--- begin Recorded data ---
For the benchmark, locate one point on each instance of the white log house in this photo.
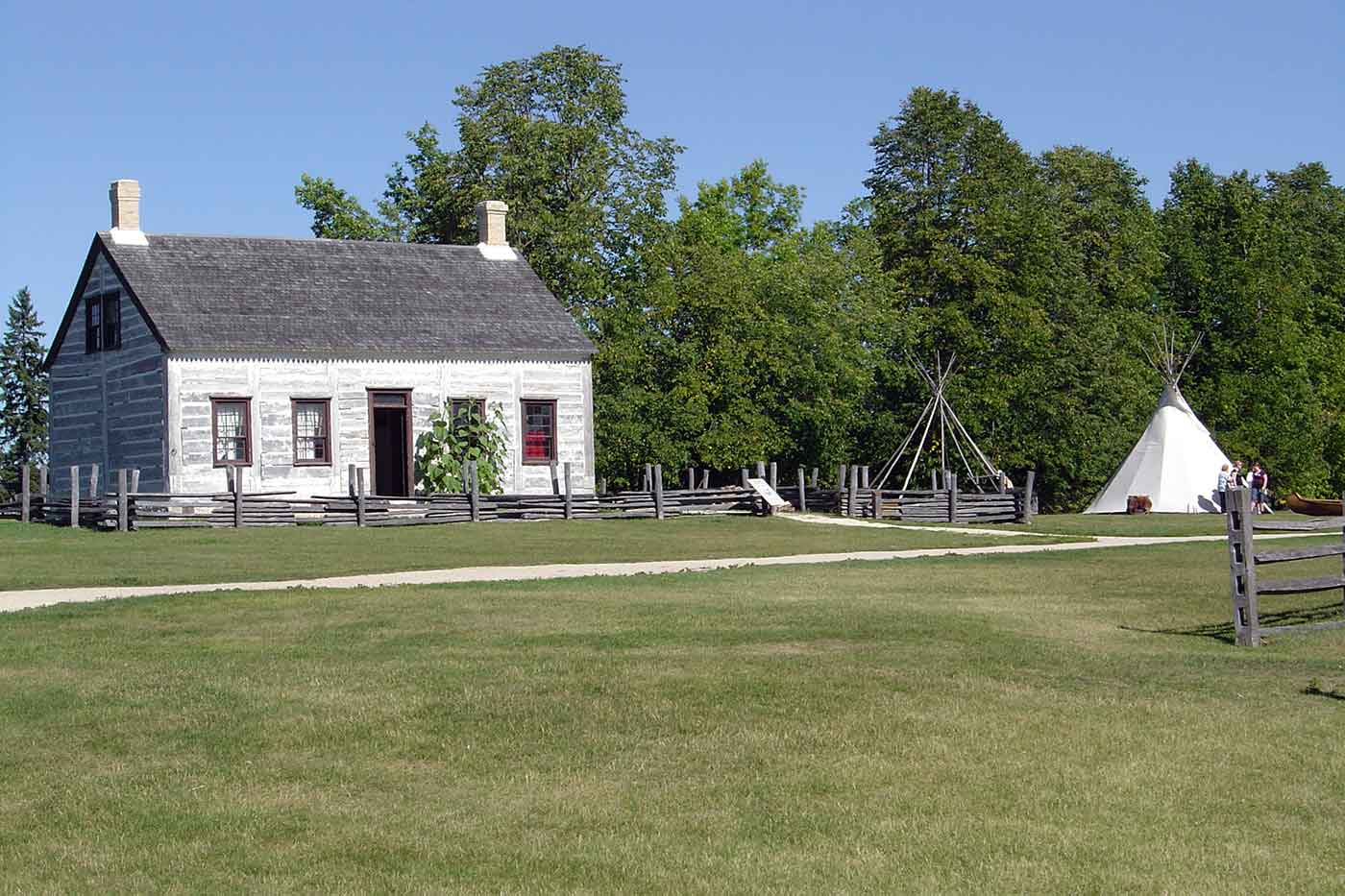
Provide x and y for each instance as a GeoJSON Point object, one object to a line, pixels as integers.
{"type": "Point", "coordinates": [190, 356]}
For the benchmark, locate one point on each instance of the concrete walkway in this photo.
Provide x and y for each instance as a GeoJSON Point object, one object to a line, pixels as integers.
{"type": "Point", "coordinates": [958, 530]}
{"type": "Point", "coordinates": [12, 600]}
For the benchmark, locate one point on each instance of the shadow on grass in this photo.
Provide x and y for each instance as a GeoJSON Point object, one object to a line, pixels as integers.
{"type": "Point", "coordinates": [1224, 631]}
{"type": "Point", "coordinates": [1315, 690]}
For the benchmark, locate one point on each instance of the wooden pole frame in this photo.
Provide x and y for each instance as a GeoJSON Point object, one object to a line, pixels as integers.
{"type": "Point", "coordinates": [24, 494]}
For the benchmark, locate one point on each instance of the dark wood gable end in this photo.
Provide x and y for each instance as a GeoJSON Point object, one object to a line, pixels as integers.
{"type": "Point", "coordinates": [76, 304]}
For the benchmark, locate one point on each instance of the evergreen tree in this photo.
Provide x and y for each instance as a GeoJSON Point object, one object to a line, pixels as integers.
{"type": "Point", "coordinates": [23, 389]}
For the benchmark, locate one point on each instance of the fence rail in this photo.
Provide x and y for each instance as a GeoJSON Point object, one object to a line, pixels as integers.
{"type": "Point", "coordinates": [1244, 561]}
{"type": "Point", "coordinates": [125, 507]}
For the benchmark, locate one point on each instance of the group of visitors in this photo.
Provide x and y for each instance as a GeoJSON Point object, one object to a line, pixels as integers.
{"type": "Point", "coordinates": [1257, 479]}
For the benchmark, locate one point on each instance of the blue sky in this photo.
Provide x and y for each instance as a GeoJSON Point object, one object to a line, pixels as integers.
{"type": "Point", "coordinates": [218, 108]}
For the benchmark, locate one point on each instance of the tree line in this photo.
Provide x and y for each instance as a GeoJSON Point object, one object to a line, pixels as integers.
{"type": "Point", "coordinates": [729, 329]}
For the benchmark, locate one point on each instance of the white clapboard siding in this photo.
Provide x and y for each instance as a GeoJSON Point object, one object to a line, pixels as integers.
{"type": "Point", "coordinates": [272, 382]}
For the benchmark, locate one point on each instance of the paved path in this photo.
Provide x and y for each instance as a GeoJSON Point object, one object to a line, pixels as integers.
{"type": "Point", "coordinates": [958, 530]}
{"type": "Point", "coordinates": [11, 600]}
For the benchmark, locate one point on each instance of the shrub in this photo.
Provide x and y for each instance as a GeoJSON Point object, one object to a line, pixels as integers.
{"type": "Point", "coordinates": [451, 440]}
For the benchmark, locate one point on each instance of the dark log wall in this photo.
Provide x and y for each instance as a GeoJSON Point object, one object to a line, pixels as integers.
{"type": "Point", "coordinates": [108, 408]}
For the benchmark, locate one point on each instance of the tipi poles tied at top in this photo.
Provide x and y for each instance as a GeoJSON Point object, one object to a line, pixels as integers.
{"type": "Point", "coordinates": [950, 430]}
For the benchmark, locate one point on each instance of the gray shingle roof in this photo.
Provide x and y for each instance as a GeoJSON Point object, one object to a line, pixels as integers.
{"type": "Point", "coordinates": [332, 298]}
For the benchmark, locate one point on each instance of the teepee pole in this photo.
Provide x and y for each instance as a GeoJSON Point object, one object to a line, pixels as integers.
{"type": "Point", "coordinates": [892, 462]}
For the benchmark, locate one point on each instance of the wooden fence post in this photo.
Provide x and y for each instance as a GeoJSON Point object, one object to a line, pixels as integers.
{"type": "Point", "coordinates": [74, 496]}
{"type": "Point", "coordinates": [238, 496]}
{"type": "Point", "coordinates": [359, 496]}
{"type": "Point", "coordinates": [1026, 496]}
{"type": "Point", "coordinates": [853, 505]}
{"type": "Point", "coordinates": [123, 502]}
{"type": "Point", "coordinates": [658, 492]}
{"type": "Point", "coordinates": [1241, 566]}
{"type": "Point", "coordinates": [569, 496]}
{"type": "Point", "coordinates": [475, 496]}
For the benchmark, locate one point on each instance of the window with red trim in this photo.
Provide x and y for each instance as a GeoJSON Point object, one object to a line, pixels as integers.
{"type": "Point", "coordinates": [538, 430]}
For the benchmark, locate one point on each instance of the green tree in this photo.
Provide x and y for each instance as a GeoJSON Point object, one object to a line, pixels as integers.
{"type": "Point", "coordinates": [1102, 308]}
{"type": "Point", "coordinates": [1259, 264]}
{"type": "Point", "coordinates": [549, 136]}
{"type": "Point", "coordinates": [964, 221]}
{"type": "Point", "coordinates": [748, 342]}
{"type": "Point", "coordinates": [23, 389]}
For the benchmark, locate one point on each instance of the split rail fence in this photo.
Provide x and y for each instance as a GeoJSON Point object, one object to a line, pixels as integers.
{"type": "Point", "coordinates": [125, 507]}
{"type": "Point", "coordinates": [1244, 563]}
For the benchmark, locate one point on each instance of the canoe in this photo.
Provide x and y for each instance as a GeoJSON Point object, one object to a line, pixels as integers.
{"type": "Point", "coordinates": [1313, 506]}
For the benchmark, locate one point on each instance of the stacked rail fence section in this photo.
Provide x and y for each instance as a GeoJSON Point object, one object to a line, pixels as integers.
{"type": "Point", "coordinates": [124, 507]}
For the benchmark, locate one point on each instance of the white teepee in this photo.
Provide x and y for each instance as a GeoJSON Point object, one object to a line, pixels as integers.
{"type": "Point", "coordinates": [1176, 463]}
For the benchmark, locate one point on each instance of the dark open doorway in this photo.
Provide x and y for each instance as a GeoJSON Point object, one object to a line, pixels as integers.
{"type": "Point", "coordinates": [390, 442]}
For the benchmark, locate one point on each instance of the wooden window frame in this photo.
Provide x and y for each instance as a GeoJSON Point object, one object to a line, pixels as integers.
{"type": "Point", "coordinates": [214, 430]}
{"type": "Point", "coordinates": [460, 400]}
{"type": "Point", "coordinates": [522, 432]}
{"type": "Point", "coordinates": [326, 433]}
{"type": "Point", "coordinates": [97, 338]}
{"type": "Point", "coordinates": [410, 433]}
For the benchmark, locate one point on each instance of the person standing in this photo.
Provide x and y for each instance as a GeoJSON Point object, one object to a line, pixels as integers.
{"type": "Point", "coordinates": [1258, 480]}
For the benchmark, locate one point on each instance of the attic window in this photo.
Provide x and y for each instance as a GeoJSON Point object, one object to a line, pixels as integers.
{"type": "Point", "coordinates": [232, 430]}
{"type": "Point", "coordinates": [312, 432]}
{"type": "Point", "coordinates": [538, 430]}
{"type": "Point", "coordinates": [103, 322]}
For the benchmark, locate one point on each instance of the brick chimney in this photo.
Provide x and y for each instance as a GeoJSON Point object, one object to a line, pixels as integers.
{"type": "Point", "coordinates": [490, 222]}
{"type": "Point", "coordinates": [125, 213]}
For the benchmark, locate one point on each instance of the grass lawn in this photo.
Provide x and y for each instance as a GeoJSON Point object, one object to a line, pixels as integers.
{"type": "Point", "coordinates": [39, 556]}
{"type": "Point", "coordinates": [1052, 722]}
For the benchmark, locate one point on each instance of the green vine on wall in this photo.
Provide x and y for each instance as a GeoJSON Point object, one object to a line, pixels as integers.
{"type": "Point", "coordinates": [451, 440]}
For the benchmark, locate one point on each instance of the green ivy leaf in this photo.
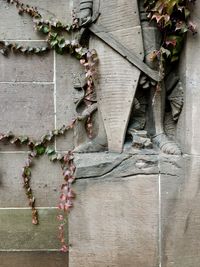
--- end Recorded data ---
How many lines in the data above contain the string "window"? Reply with the number alone.

[Correct output] 3